Exercise prompt>
Once the line with "positive clicks: (530, 430)" is found in the data, output it and each following line exactly, up to and including the line with "633H51L0 746L1024 747L964", and nothing before or after.

─── Given records ───

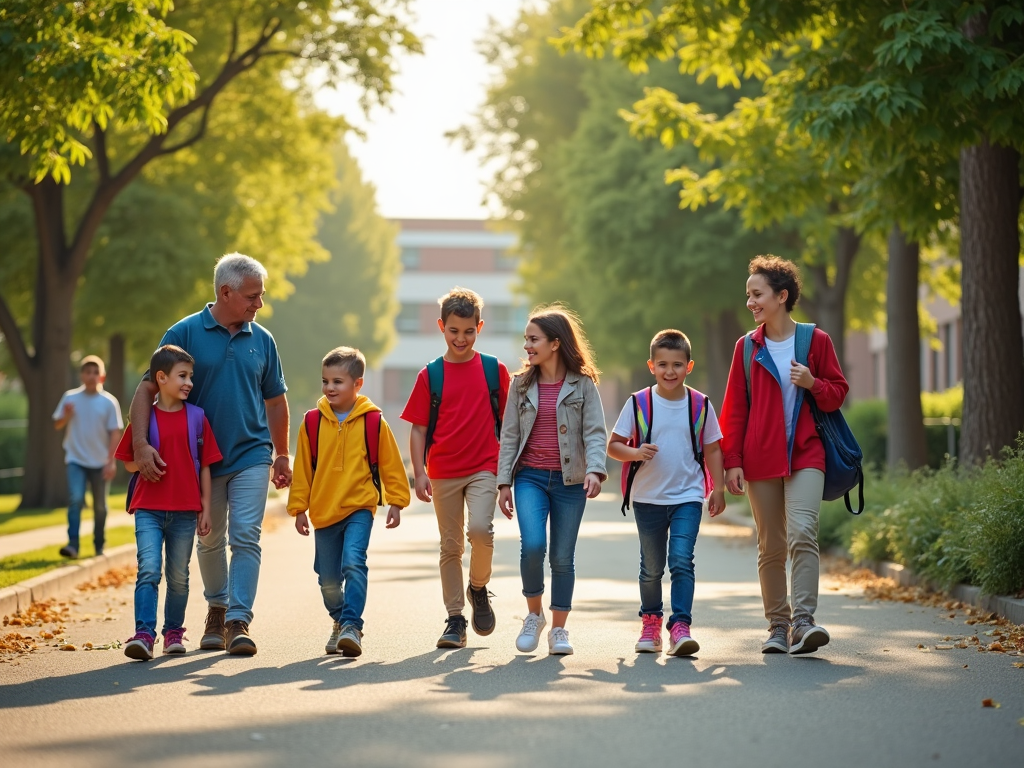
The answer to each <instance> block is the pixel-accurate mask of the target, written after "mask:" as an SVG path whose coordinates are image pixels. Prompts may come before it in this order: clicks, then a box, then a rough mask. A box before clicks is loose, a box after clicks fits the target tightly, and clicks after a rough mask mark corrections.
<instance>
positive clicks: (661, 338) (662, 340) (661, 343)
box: [650, 328, 692, 361]
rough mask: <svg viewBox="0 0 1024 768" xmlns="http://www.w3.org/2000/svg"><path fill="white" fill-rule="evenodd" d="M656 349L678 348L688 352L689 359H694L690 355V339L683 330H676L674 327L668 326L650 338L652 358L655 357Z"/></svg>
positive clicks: (688, 360)
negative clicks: (654, 351) (669, 327)
mask: <svg viewBox="0 0 1024 768" xmlns="http://www.w3.org/2000/svg"><path fill="white" fill-rule="evenodd" d="M655 349H678V350H680V351H683V352H686V359H687V361H689V360H690V359H692V357H691V356H690V340H689V339H688V338H687V336H686V334H684V333H683V332H682V331H676V330H675V329H673V328H667V329H666V330H665V331H658V332H657V333H656V334H654V338H653V339H651V340H650V358H651V359H654V350H655Z"/></svg>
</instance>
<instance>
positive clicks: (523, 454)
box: [519, 381, 562, 470]
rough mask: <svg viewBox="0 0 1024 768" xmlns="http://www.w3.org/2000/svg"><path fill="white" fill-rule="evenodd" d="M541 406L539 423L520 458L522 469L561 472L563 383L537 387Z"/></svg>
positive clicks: (530, 430) (526, 443) (529, 431)
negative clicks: (558, 412)
mask: <svg viewBox="0 0 1024 768" xmlns="http://www.w3.org/2000/svg"><path fill="white" fill-rule="evenodd" d="M537 388H538V392H539V397H540V404H539V406H538V408H537V421H535V422H534V428H532V429H531V430H530V431H529V437H527V438H526V446H525V447H524V449H523V450H522V456H521V457H520V458H519V466H520V467H530V468H532V469H550V470H560V469H561V468H562V464H561V461H562V459H561V453H560V452H559V450H558V415H557V411H556V409H557V406H558V393H559V392H560V391H561V389H562V382H560V381H557V382H555V383H554V384H541V383H540V382H538V385H537Z"/></svg>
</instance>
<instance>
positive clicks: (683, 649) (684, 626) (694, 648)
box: [669, 622, 700, 656]
mask: <svg viewBox="0 0 1024 768" xmlns="http://www.w3.org/2000/svg"><path fill="white" fill-rule="evenodd" d="M669 640H670V642H671V643H672V645H671V646H670V647H669V655H670V656H692V655H693V654H694V653H696V652H697V651H698V650H700V643H698V642H697V641H696V640H694V639H693V638H692V637H690V626H689V625H688V624H686V622H676V623H675V624H674V625H672V629H670V630H669Z"/></svg>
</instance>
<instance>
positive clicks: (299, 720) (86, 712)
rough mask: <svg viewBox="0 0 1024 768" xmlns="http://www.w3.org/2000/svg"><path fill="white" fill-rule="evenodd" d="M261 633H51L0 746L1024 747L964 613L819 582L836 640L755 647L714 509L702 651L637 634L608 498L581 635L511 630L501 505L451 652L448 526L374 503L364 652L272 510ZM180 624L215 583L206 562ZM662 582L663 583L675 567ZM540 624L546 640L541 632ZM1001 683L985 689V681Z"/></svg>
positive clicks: (172, 762) (802, 757)
mask: <svg viewBox="0 0 1024 768" xmlns="http://www.w3.org/2000/svg"><path fill="white" fill-rule="evenodd" d="M268 523H269V524H268V528H271V529H270V530H268V531H267V532H266V534H265V536H264V553H263V572H262V577H261V580H260V590H259V596H258V598H257V603H256V608H255V612H256V620H255V621H254V623H253V626H252V633H253V637H254V639H255V640H256V642H257V643H258V644H259V653H258V654H257V655H256V656H253V657H230V656H227V655H225V654H223V653H217V652H205V651H198V650H196V651H190V652H189V653H187V654H186V655H184V656H177V657H160V656H158V658H157V659H156V660H154V662H151V663H145V664H143V663H137V662H129V660H128V659H126V658H125V657H124V656H123V655H122V653H121V651H119V650H112V651H91V652H84V651H77V652H67V651H59V650H57V649H55V648H44V649H41V650H40V651H38V652H36V653H33V654H31V655H28V656H23V657H19V658H18V659H16V660H15V662H14V663H7V664H3V665H0V765H3V766H11V767H13V766H56V765H60V766H122V765H124V766H128V765H145V766H147V768H156V767H159V766H180V765H197V766H206V765H210V766H218V767H220V768H229V767H232V766H276V765H289V766H291V765H300V766H309V767H310V768H311V767H312V766H328V765H331V766H333V765H343V766H349V765H351V766H367V767H368V768H372V767H376V766H410V767H413V768H417V767H419V766H438V767H439V766H445V767H450V768H459V767H461V766H487V767H488V768H503V767H504V766H559V767H561V766H636V765H641V764H645V765H646V764H649V765H665V764H670V765H681V766H695V767H698V768H699V767H702V766H709V767H711V766H714V767H715V768H722V767H723V766H755V765H756V766H759V768H773V767H774V766H778V767H779V768H800V767H801V766H855V767H856V768H864V767H865V766H899V767H900V768H906V767H907V766H943V765H945V766H964V765H985V764H989V765H1002V766H1020V765H1024V757H1022V756H1024V726H1022V724H1020V723H1019V722H1018V721H1020V720H1021V719H1022V718H1024V670H1021V669H1016V668H1014V667H1013V662H1015V660H1019V659H1016V658H1013V657H1008V656H1006V655H1002V654H997V653H979V652H977V651H976V650H974V649H966V650H932V651H923V650H921V649H919V648H918V645H919V643H921V644H924V645H926V646H928V647H932V646H934V644H935V643H938V642H942V638H943V637H944V636H946V635H958V634H963V633H965V632H969V631H975V630H977V631H979V632H984V631H985V630H987V629H989V628H988V627H985V626H978V627H974V628H972V627H967V626H965V624H964V618H965V616H964V615H963V614H957V615H956V616H955V617H949V615H948V611H941V610H939V609H936V608H927V607H923V606H915V605H905V604H898V603H897V604H894V603H873V602H868V601H865V600H864V599H862V598H861V597H858V596H857V595H855V594H852V593H850V592H848V591H846V590H835V585H833V589H828V583H827V582H826V583H825V589H823V592H822V598H821V603H820V607H819V612H818V621H819V623H820V624H822V625H824V626H826V627H827V628H828V629H829V630H830V632H831V634H833V644H831V645H829V646H827V647H826V648H824V649H822V651H821V652H819V653H818V654H816V655H814V656H801V657H790V656H786V655H768V656H763V655H762V654H761V653H760V652H759V650H760V642H761V640H762V638H763V637H764V630H765V622H764V617H763V615H762V612H761V601H760V596H759V591H758V586H757V570H756V564H755V549H754V547H753V544H752V543H751V541H750V537H746V536H743V535H744V534H745V531H744V530H743V529H740V528H737V527H734V526H730V525H722V524H712V523H710V522H709V521H708V519H707V518H706V520H705V525H703V527H702V529H701V535H700V537H699V539H698V545H697V555H696V567H697V594H696V601H695V605H694V610H693V613H694V627H693V630H694V636H695V637H696V638H697V639H698V640H699V641H700V643H701V646H702V647H701V650H700V652H699V654H698V655H697V656H695V657H692V658H670V657H664V656H655V655H641V656H638V655H637V654H635V653H634V652H633V644H634V642H635V641H636V637H637V635H638V634H639V618H637V615H636V611H637V607H638V594H637V585H636V572H637V569H638V556H637V534H636V528H635V526H634V524H633V522H632V519H624V518H623V517H622V516H621V515H620V514H618V512H617V503H616V502H614V501H600V502H597V503H594V504H592V505H591V506H590V507H589V508H588V513H587V517H586V519H585V522H584V526H583V531H582V535H581V542H580V546H579V549H578V566H577V567H578V581H577V593H575V600H574V605H575V610H574V611H573V613H572V614H571V616H570V622H569V626H568V628H569V630H570V638H571V641H572V643H573V644H574V646H575V654H574V655H571V656H548V655H547V654H546V653H538V654H535V655H522V654H519V653H517V652H516V650H515V646H514V639H515V635H516V634H517V632H518V629H519V626H520V621H521V617H522V615H523V614H524V612H525V611H524V600H523V598H522V597H521V593H520V589H521V586H520V583H519V575H518V532H517V528H516V525H515V522H509V521H506V520H505V519H504V518H501V517H499V519H498V520H496V527H497V530H498V542H497V545H496V555H495V563H496V566H495V579H494V581H493V582H492V586H490V588H492V590H493V591H494V593H495V594H496V598H495V600H494V603H495V607H496V611H497V614H498V629H497V631H496V632H495V633H494V634H493V635H490V636H489V637H486V638H479V637H476V636H473V635H472V634H471V635H470V647H468V648H465V649H460V650H438V649H436V648H435V647H434V642H435V640H436V637H437V635H438V633H439V632H440V630H441V628H442V626H443V617H444V611H443V608H442V605H441V600H440V585H439V581H438V577H437V554H436V553H437V529H436V525H435V522H434V519H433V515H432V512H431V511H430V510H429V509H428V508H426V507H425V506H423V505H418V506H416V507H414V508H412V509H411V510H410V511H409V512H407V514H406V516H404V519H403V521H402V524H401V526H400V527H399V528H397V529H394V530H387V529H385V528H384V524H383V523H384V520H383V516H381V517H379V518H378V520H377V525H376V529H375V531H374V535H373V537H374V538H373V540H372V542H371V558H370V567H371V575H370V578H371V587H370V595H369V602H368V606H367V613H366V620H367V630H366V637H365V641H364V642H365V653H364V655H362V656H361V657H359V658H358V659H343V658H340V657H337V656H327V655H325V654H324V642H325V640H326V639H327V636H328V634H329V631H330V620H329V617H328V616H327V614H326V612H325V610H324V608H323V603H322V601H321V597H319V591H318V588H317V586H316V580H315V575H314V574H313V573H312V568H311V565H312V540H311V538H310V539H304V538H302V537H299V536H298V535H297V534H296V532H295V530H294V529H293V528H292V526H291V521H290V520H289V519H288V518H284V519H283V514H282V513H281V512H280V511H274V512H272V513H269V517H268ZM193 589H194V593H193V598H191V600H190V603H189V608H188V613H187V626H188V627H190V628H191V632H190V633H189V637H190V638H191V639H193V640H194V641H196V642H198V640H199V637H200V635H201V634H202V627H203V617H204V615H205V605H204V603H203V600H202V590H201V587H200V578H199V570H198V568H197V567H195V562H194V567H193ZM666 594H667V595H668V584H667V585H666ZM131 597H132V592H131V586H125V587H121V588H118V589H108V590H103V591H101V592H98V593H85V594H83V595H81V596H79V597H77V598H76V600H77V602H78V604H77V605H75V606H73V609H72V610H73V618H74V621H73V622H71V623H70V624H69V625H68V635H69V637H70V639H71V640H72V642H75V643H77V644H79V645H81V644H83V643H84V642H86V641H90V642H93V643H94V644H100V643H103V642H108V641H110V640H112V639H120V640H124V639H125V638H127V637H129V636H130V635H131V634H132V632H133V622H132V609H131ZM545 649H546V645H545V644H543V643H542V650H545ZM985 698H991V699H994V700H995V701H997V702H999V703H1000V705H1001V706H1000V707H999V708H998V709H985V708H983V707H982V699H985Z"/></svg>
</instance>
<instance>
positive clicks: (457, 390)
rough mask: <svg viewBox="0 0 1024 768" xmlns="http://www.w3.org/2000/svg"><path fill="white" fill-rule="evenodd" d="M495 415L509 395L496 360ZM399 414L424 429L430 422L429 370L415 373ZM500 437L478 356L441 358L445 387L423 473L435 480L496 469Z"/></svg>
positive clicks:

───

Result of this exercise>
positive clicks: (530, 430) (526, 443) (529, 431)
negative clicks: (558, 412)
mask: <svg viewBox="0 0 1024 768" xmlns="http://www.w3.org/2000/svg"><path fill="white" fill-rule="evenodd" d="M537 388H538V392H539V397H540V404H539V406H538V408H537V421H535V422H534V428H532V429H531V430H530V431H529V437H527V438H526V446H525V447H524V449H523V450H522V456H521V457H520V458H519V466H520V467H530V468H532V469H550V470H560V469H561V468H562V464H561V461H562V459H561V453H560V452H559V450H558V415H557V411H556V409H557V406H558V393H559V392H560V391H561V389H562V382H560V381H557V382H555V383H554V384H541V383H540V382H538V385H537Z"/></svg>
</instance>
<instance>
positive clicks: (683, 649) (684, 626) (694, 648)
box: [669, 622, 700, 656]
mask: <svg viewBox="0 0 1024 768" xmlns="http://www.w3.org/2000/svg"><path fill="white" fill-rule="evenodd" d="M669 640H670V642H671V643H672V645H671V646H670V647H669V655H670V656H692V655H693V654H694V653H696V652H697V651H698V650H700V643H698V642H697V641H696V640H694V639H693V638H692V637H690V626H689V625H688V624H686V622H676V623H675V624H674V625H672V629H670V630H669Z"/></svg>
</instance>
<instance>
positive clicks: (299, 720) (86, 712)
rough mask: <svg viewBox="0 0 1024 768" xmlns="http://www.w3.org/2000/svg"><path fill="white" fill-rule="evenodd" d="M261 633H51L0 746L1024 747L964 613L819 582L836 640L755 647L714 509L702 651L637 634L608 498L581 635L511 630L501 505L451 652L448 526L374 503L364 652L272 510ZM180 624L215 583L206 562ZM662 582L663 583L675 567ZM540 624L546 640L541 632ZM1001 683L985 689V681Z"/></svg>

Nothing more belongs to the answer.